Text segment:
— Begin —

1. **`ChatEngine`** (`engine.rs`) owns all Rust-idiomatic logic: `impl Into<String>`, `tokio::sync::mpsc::Receiver`, etc. Never add UniFFI annotations here.
2. **`OndeChatEngine`** (`ffi.rs`) is a thin `Arc`-wrapped UniFFI `Object` with concrete, FFI-safe signatures. It delegates every call to the inner `ChatEngine`.
3. **`StreamChunkListener`** is a `#[uniffi::export(callback_interface)]` trait — it must be passed as a parameter to **free functions** (not Object methods) because UniFFI 0.31 does not support callback_interface on Object methods.
4. **Free functions** in `ffi.rs` (e.g. `stream_chat_message`, `default_model_config`, `user_message`) are exported with `#[uniffi::export]` and generate top-level Swift functions.
5. **`uniffi::setup_scaffolding!()`** lives in `lib.rs`. Never call `uniffi::generate_scaffolding!()` from `build.rs` for the proc-macro path.

---

## Platform Support

| Platform | `target_os` | GPU Backend       | Default Model | mistralrs features |
| -------- | ----------- | ----------------- | ------------- | ------------------ |
| macOS    | `macos`     | Metal             | Qwen 2.5 Coder 3B (~1.93 GB) | `["metal"]` |
| iOS      | `ios`       | Metal             | Qwen 2.5 Coder 1.5B (~941 MB) | `["metal"]` |
| tvOS     | `tvos`      | Metal             | Qwen 2.5 Coder 1.5B (~941 MB) | `["metal"]` |
| Android  | `android`   | CPU (candle)      | Qwen 2.5 Coder 1.5B (~941 MB) | `[]` + hf-hub |
| Windows  | `windows`   | CPU (CUDA in CI)  | Qwen 2.5 Coder 3B (~1.93 GB) | `[]` |
| Linux    | `linux`     | CPU (CUDA in CI)  | Qwen 2.5 Coder 3B (~1.93 GB) | `[]` |

- **Current default routing:** `platform_default()` now prefers the Coder variants, 1.5B on mobile and 3B on desktop.
- **iOS / tvOS memory constraint:** iOS gives apps about 2–3 GB. The 3B model (~1.93 GB) can still cause OOM on constrained devices, so mobile defaults stay on the 1.5B model.
- **tvOS tier-3 target:** requires `cargo +nightly -Z build-std`. Stable toolchain cannot build tvOS targets.
- **Android `hf_hub`:** `dirs::home_dir()` panics in the Android sandbox. `hf-hub` is added as an explicit dependency on Android so `HF_HOME` can be seeded programmatically via `hf_hub::api::tokio::ApiBuilder`.

---

## Supported Models

All model constants live in `src/inference/models.rs`. When adding a new model:

1. Add `pub const` entries for the HF repo ID, GGUF filename, and, on Android, `TOK_MODEL_ID` when needed.

— End —

Source material:
— Begin —

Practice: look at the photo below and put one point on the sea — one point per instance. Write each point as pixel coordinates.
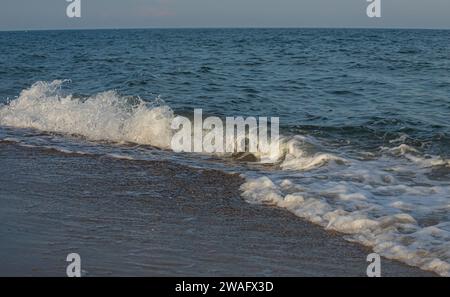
(364, 122)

— End —

Exercise tasks:
(a) According to the engine documentation, what GPU backend does Android use?
(b) For each statement, say whether it agrees with the engine documentation. Answer yes or no and quote the deciding words.
(i) tvOS targets can be built with the stable toolchain.
(ii) Mobile defaults stay on the 1.5B model.
(iii) iOS gives apps about 2–3 GB.
(c) Write out the passage of the engine documentation from "- **iOS / tvOS" up to and including "the 1.5B model.".
The lines have no role in this exercise.

Outputs for the tasks:
(a) CPU (candle)

(b)
(i) No: "Stable toolchain cannot build tvOS targets."
(ii) Yes: "so mobile defaults stay on the 1.5B model"
(iii) Yes: "iOS gives apps about 2–3 GB."

(c)
- **iOS / tvOS memory constraint:** iOS gives apps about 2–3 GB. The 3B model (~1.93 GB) can still cause OOM on constrained devices, so mobile defaults stay on the 1.5B model.